▸ **Direction**
Reproduce exactly the lines from the one containing "shirt sleeve, each" through the last line of the data, both ends included.

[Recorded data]
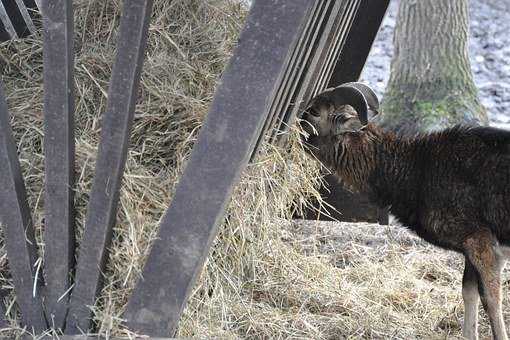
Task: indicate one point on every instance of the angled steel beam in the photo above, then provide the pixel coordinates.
(59, 156)
(115, 132)
(17, 226)
(226, 141)
(17, 20)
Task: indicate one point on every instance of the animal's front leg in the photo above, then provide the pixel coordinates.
(471, 300)
(481, 249)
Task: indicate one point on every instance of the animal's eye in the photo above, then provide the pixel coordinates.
(312, 111)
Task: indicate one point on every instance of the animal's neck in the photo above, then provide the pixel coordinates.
(379, 164)
(397, 172)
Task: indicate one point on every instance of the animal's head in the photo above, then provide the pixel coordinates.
(336, 120)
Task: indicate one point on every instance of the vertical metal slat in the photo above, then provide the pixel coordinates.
(110, 164)
(17, 226)
(59, 155)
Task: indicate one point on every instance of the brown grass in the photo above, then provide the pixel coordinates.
(265, 277)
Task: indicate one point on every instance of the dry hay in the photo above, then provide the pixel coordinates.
(265, 278)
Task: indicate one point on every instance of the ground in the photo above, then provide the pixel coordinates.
(396, 285)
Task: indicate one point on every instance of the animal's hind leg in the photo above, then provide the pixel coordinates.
(471, 299)
(481, 249)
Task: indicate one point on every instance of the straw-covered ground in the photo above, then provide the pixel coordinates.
(266, 277)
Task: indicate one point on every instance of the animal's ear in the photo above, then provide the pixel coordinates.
(360, 96)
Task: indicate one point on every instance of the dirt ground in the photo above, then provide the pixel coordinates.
(394, 285)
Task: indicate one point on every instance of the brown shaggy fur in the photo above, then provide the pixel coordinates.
(451, 187)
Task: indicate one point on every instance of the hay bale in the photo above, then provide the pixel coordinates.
(189, 44)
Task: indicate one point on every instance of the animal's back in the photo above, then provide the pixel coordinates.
(467, 178)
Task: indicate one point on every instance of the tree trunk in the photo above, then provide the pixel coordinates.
(431, 85)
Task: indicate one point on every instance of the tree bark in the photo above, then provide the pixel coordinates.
(431, 85)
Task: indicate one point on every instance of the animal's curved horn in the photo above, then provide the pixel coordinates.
(370, 96)
(361, 97)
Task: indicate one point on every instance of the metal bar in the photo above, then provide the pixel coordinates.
(4, 35)
(59, 156)
(17, 226)
(294, 69)
(8, 26)
(343, 32)
(102, 208)
(315, 65)
(355, 52)
(13, 12)
(26, 15)
(226, 141)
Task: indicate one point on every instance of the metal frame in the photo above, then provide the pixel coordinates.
(288, 52)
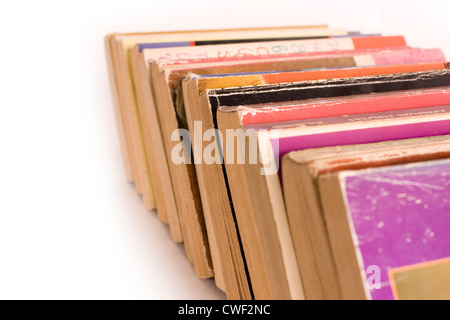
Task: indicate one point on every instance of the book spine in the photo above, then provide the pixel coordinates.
(408, 100)
(272, 48)
(364, 135)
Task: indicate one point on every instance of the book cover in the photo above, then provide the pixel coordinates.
(398, 217)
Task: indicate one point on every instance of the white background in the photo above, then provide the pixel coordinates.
(71, 227)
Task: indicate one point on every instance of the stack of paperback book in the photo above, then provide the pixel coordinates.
(292, 162)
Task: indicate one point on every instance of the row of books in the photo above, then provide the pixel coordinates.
(292, 162)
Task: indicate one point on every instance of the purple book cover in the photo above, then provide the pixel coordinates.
(400, 216)
(360, 136)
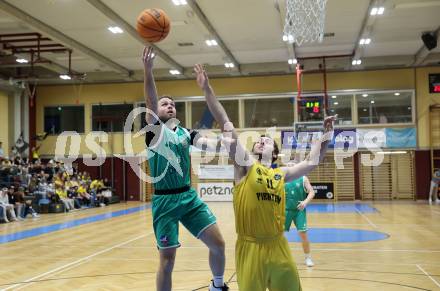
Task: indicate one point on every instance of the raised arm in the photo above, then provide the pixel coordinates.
(310, 194)
(236, 151)
(150, 92)
(317, 153)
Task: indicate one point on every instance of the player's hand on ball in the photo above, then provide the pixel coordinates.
(148, 58)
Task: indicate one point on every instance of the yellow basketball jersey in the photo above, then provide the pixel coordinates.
(259, 203)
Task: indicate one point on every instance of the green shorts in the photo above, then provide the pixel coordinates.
(298, 217)
(185, 207)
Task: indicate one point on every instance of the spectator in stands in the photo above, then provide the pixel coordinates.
(35, 154)
(8, 209)
(23, 206)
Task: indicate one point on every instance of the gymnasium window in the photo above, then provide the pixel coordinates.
(110, 118)
(269, 112)
(383, 108)
(202, 117)
(63, 118)
(180, 114)
(341, 105)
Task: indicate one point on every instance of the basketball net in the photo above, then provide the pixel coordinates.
(305, 21)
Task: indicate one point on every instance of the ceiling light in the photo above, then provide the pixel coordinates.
(179, 2)
(174, 72)
(65, 77)
(211, 42)
(115, 29)
(377, 11)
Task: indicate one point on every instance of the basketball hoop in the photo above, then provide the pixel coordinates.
(305, 21)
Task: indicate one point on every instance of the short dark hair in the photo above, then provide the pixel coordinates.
(276, 149)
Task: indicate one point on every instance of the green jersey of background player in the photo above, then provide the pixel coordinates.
(298, 194)
(174, 200)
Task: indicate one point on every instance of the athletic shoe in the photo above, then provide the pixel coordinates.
(212, 287)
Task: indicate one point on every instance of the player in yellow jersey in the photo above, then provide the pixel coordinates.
(262, 256)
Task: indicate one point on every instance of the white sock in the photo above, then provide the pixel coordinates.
(218, 281)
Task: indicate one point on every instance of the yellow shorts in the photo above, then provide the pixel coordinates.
(265, 265)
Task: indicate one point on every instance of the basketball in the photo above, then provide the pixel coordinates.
(153, 25)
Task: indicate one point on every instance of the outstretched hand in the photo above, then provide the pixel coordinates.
(201, 77)
(148, 58)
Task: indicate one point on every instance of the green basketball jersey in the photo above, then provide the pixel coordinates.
(168, 157)
(295, 193)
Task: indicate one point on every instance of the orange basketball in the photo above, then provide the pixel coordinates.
(153, 25)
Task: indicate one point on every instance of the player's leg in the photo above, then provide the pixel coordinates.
(289, 219)
(164, 274)
(432, 192)
(201, 222)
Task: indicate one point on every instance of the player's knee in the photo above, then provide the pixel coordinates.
(167, 262)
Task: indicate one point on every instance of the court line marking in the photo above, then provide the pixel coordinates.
(429, 276)
(366, 218)
(27, 282)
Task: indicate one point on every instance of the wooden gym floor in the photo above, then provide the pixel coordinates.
(109, 249)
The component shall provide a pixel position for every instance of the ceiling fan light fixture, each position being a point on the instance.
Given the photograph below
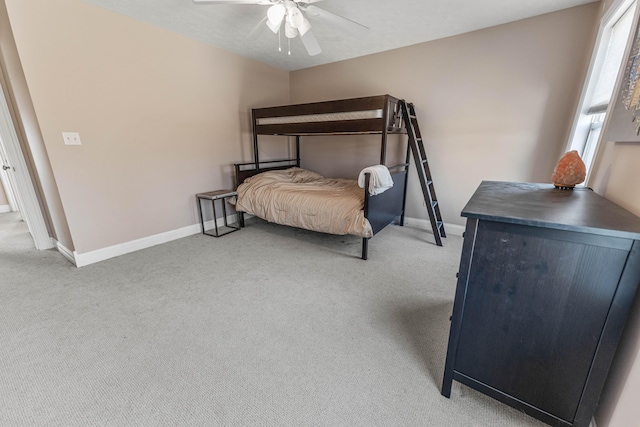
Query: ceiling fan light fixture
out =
(295, 17)
(289, 31)
(274, 28)
(304, 27)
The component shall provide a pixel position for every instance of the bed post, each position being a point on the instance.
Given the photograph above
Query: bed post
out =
(256, 158)
(385, 126)
(406, 181)
(365, 247)
(365, 240)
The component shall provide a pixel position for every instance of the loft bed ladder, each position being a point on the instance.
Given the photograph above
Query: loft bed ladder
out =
(422, 166)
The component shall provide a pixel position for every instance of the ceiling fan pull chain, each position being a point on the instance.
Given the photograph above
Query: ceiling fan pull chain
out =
(279, 47)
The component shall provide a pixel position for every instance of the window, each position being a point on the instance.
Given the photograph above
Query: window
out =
(601, 79)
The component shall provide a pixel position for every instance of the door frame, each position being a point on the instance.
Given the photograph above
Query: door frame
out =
(24, 190)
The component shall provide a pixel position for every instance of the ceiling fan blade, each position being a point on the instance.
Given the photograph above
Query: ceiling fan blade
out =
(310, 43)
(257, 30)
(339, 22)
(231, 1)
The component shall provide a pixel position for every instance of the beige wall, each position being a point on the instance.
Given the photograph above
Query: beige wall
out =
(494, 104)
(3, 197)
(28, 133)
(161, 117)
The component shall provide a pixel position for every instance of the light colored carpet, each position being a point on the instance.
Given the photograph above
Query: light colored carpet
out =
(267, 326)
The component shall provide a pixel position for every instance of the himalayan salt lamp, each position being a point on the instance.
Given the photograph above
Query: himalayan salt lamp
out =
(569, 171)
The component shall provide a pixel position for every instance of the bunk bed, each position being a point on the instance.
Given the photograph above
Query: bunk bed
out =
(380, 115)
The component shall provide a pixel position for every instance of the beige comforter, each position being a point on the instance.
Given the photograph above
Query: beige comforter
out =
(304, 199)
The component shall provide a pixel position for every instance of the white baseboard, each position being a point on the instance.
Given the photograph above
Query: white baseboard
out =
(67, 253)
(87, 258)
(91, 257)
(425, 224)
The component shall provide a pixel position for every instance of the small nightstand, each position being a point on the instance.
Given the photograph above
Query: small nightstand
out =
(221, 195)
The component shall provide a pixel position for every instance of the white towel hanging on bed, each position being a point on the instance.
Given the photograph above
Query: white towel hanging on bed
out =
(380, 180)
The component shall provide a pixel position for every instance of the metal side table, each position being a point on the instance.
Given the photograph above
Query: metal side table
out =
(222, 196)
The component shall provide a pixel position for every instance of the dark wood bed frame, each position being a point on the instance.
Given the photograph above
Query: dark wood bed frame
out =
(381, 209)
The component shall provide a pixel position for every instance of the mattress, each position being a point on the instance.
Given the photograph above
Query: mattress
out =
(324, 117)
(300, 198)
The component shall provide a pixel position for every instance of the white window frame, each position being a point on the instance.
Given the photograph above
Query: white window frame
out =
(585, 135)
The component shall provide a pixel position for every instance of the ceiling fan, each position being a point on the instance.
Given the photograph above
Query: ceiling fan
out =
(289, 14)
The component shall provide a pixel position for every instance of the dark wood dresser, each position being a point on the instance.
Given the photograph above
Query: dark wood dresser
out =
(546, 281)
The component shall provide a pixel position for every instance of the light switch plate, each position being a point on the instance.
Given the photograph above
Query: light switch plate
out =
(71, 138)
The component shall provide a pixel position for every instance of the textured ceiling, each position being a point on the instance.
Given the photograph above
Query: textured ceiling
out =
(392, 23)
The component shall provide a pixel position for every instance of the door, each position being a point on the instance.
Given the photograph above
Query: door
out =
(23, 189)
(7, 180)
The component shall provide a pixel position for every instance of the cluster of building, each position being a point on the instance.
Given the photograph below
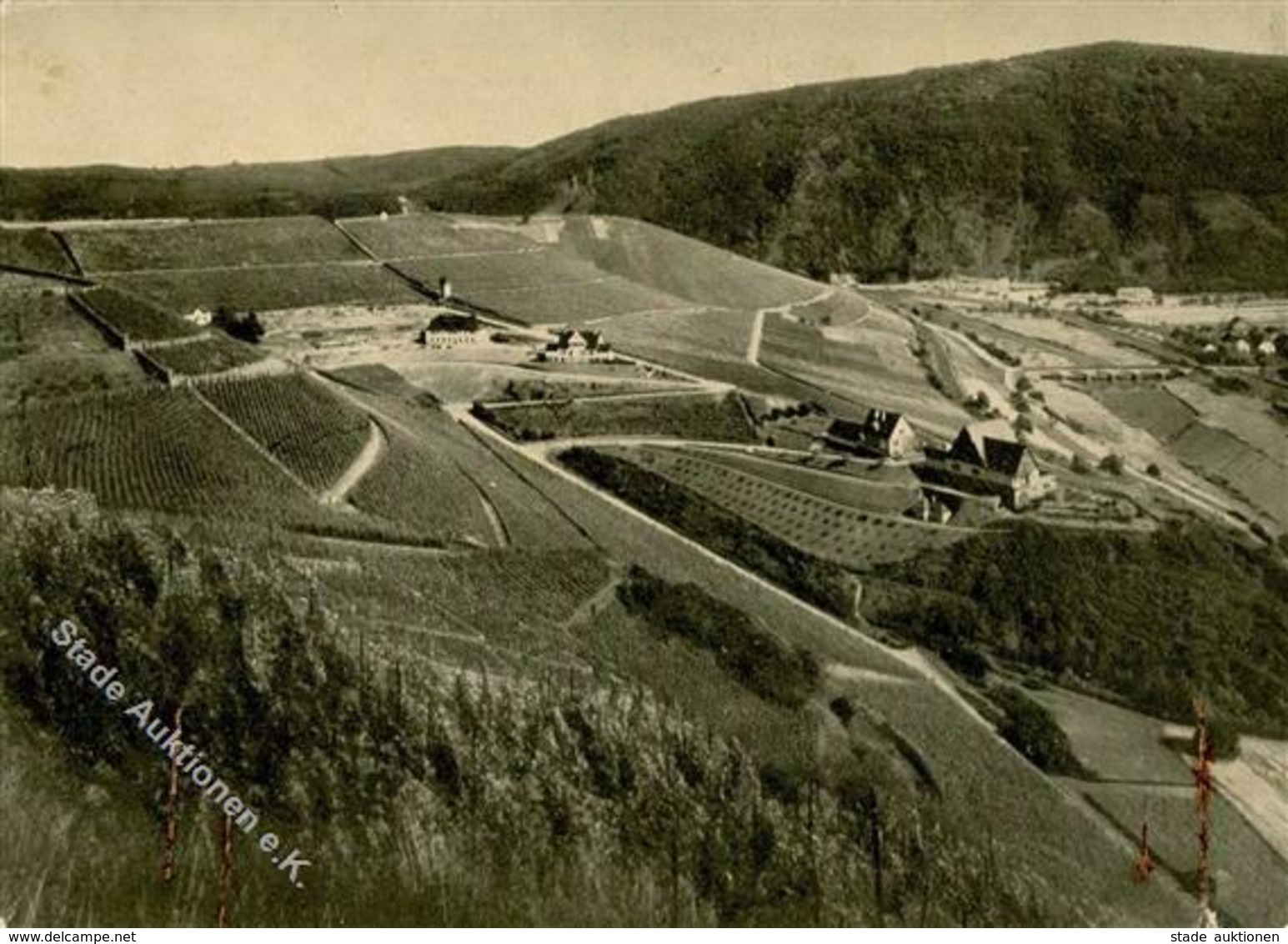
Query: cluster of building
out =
(985, 461)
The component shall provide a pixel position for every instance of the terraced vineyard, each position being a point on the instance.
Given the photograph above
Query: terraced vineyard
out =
(1250, 876)
(206, 356)
(1150, 409)
(415, 485)
(572, 304)
(495, 610)
(135, 319)
(697, 416)
(144, 449)
(508, 269)
(209, 244)
(271, 289)
(423, 234)
(314, 433)
(890, 491)
(836, 532)
(33, 319)
(33, 249)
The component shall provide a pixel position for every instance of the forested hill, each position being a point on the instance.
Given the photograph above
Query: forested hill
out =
(333, 187)
(1103, 165)
(1098, 165)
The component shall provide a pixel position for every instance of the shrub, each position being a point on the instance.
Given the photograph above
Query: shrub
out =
(1030, 729)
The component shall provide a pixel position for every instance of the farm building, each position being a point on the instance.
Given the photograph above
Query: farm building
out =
(1135, 295)
(449, 330)
(982, 464)
(577, 345)
(883, 433)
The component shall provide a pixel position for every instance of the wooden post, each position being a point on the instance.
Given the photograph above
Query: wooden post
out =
(170, 832)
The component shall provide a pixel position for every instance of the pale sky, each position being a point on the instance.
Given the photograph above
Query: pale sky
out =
(201, 82)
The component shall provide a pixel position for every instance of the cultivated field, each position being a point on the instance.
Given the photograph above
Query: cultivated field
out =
(269, 289)
(889, 491)
(205, 356)
(682, 267)
(135, 319)
(718, 333)
(416, 487)
(684, 416)
(146, 449)
(314, 433)
(870, 364)
(1115, 743)
(829, 530)
(572, 304)
(31, 319)
(432, 234)
(38, 250)
(1152, 409)
(1248, 879)
(209, 245)
(526, 268)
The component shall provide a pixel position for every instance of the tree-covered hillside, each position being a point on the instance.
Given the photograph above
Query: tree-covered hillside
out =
(1100, 165)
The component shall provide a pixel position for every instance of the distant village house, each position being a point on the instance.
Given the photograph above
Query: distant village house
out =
(574, 345)
(883, 433)
(982, 464)
(449, 330)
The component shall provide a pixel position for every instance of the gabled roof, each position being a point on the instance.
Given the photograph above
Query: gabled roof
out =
(881, 423)
(993, 452)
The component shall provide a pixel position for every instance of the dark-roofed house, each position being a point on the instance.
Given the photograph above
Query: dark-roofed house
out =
(577, 345)
(982, 463)
(449, 330)
(883, 433)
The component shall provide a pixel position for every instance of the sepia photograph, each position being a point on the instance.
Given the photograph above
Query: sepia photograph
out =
(741, 464)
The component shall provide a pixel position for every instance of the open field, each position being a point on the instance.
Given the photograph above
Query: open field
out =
(529, 520)
(416, 487)
(135, 319)
(701, 416)
(1115, 743)
(48, 374)
(1248, 879)
(1152, 409)
(572, 304)
(33, 249)
(309, 429)
(432, 234)
(839, 309)
(718, 333)
(269, 289)
(614, 641)
(682, 267)
(1172, 314)
(829, 530)
(866, 364)
(889, 491)
(1245, 418)
(465, 383)
(148, 449)
(31, 319)
(529, 268)
(1248, 473)
(209, 244)
(205, 356)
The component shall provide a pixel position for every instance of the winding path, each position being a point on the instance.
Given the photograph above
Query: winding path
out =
(373, 452)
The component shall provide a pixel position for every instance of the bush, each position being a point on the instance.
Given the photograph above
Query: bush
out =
(1030, 729)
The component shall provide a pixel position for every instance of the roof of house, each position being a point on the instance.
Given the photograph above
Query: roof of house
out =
(973, 444)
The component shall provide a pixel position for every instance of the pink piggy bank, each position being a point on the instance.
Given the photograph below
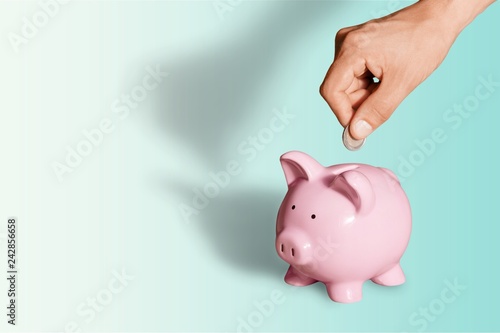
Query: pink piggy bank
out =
(342, 225)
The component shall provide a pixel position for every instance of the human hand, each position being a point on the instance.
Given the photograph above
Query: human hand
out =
(401, 50)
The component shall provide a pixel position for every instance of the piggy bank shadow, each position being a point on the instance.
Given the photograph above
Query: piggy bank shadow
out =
(210, 95)
(242, 228)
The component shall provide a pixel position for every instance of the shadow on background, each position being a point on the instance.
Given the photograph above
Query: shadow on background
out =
(206, 101)
(208, 96)
(242, 227)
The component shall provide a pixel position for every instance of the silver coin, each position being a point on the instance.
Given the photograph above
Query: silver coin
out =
(349, 142)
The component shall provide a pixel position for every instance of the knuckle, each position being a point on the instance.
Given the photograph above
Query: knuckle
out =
(357, 39)
(341, 34)
(323, 90)
(381, 112)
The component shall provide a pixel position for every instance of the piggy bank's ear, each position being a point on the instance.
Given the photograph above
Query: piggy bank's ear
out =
(299, 165)
(357, 188)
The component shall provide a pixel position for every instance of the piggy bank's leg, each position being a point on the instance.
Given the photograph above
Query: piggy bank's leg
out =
(296, 278)
(393, 277)
(345, 292)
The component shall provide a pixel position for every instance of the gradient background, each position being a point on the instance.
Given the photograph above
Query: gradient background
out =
(120, 208)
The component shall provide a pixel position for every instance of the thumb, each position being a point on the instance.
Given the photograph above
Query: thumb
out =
(376, 109)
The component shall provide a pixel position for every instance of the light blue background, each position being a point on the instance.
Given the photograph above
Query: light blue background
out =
(119, 209)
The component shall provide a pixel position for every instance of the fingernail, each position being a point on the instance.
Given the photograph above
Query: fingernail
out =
(362, 129)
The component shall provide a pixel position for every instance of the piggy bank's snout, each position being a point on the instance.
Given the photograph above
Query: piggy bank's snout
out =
(294, 247)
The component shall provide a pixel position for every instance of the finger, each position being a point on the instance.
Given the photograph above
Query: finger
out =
(376, 108)
(359, 83)
(358, 97)
(339, 78)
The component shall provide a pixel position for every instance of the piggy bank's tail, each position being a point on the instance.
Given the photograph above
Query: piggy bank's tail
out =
(391, 174)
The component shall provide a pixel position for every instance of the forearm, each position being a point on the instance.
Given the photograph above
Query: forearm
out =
(457, 13)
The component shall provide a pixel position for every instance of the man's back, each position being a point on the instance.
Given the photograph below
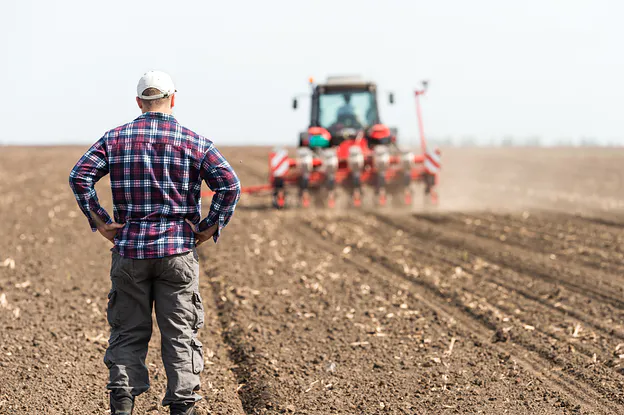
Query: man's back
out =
(156, 167)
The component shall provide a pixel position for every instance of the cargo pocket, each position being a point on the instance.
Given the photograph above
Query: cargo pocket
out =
(199, 311)
(111, 310)
(197, 358)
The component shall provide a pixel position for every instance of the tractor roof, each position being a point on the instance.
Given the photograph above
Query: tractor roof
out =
(346, 81)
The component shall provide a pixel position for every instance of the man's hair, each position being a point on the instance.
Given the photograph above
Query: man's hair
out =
(154, 103)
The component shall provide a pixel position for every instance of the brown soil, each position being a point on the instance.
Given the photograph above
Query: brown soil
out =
(507, 299)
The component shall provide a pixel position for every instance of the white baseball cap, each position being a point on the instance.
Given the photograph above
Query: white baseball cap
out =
(155, 79)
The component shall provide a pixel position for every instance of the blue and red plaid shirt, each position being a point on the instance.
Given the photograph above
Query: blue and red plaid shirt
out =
(156, 169)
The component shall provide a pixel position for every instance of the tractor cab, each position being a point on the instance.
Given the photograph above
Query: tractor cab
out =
(343, 108)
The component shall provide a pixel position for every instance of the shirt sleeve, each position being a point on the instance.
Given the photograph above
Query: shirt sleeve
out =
(221, 179)
(91, 167)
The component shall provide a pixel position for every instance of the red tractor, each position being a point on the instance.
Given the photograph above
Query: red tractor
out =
(346, 146)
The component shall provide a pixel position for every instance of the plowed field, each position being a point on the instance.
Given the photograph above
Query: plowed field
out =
(507, 299)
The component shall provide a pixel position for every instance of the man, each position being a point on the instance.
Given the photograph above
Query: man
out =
(156, 169)
(346, 109)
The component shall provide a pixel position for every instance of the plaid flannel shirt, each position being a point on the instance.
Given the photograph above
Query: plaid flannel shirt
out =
(156, 169)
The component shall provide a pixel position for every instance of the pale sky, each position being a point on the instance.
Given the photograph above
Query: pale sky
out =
(551, 68)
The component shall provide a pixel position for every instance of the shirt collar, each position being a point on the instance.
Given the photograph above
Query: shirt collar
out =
(158, 116)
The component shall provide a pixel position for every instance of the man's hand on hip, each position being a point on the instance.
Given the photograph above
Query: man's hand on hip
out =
(107, 230)
(201, 237)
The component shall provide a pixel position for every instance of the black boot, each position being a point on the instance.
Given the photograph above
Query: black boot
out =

▸ **Answer for the task**
The component shall provide a pixel position for every instance of the shirt sleeve, each position being a point on the instance.
Given the photograph above
Query: shirt sleeve
out =
(221, 179)
(91, 167)
The component shall provide a pixel position for every instance of the red tractor, each position being a point on the instance.
Given the photograph above
Query: red tractor
out =
(346, 146)
The component shall provide a pixel position for every instance of the plowed field, each position being a point on the instance.
Given the photograph above
Query: plowed field
out =
(507, 299)
The component shall provide a pixel position for every instance of the man, each position being a point on the instance.
Given the photograph above
Query: man
out =
(156, 169)
(346, 109)
The component shall provide a pixel position for every instance of the plaid flannel shirt, each position being a point on the instance.
Given the photograph above
Query: plaid flannel shirt
out =
(156, 169)
The component shall provide a pixel position for every instance of the pale sky, each position being a point on the instance.
Given the photograph above
Query: pale sky
out =
(551, 68)
The component shall provide a pixel position for every instance of the shirt collar, each position being a point on the instance.
Given the photograph above
Query: shirt collar
out =
(158, 116)
The component shall provide a pixel position for every instance of the man's hand on hip, each position being a point on the instance.
Given the photograph above
Query: man's hand on hip
out =
(107, 230)
(201, 237)
The component shall provide a pixel position for every instance of the black boot, each position being a point on the instance.
Given the photograph above
Query: black boot
out =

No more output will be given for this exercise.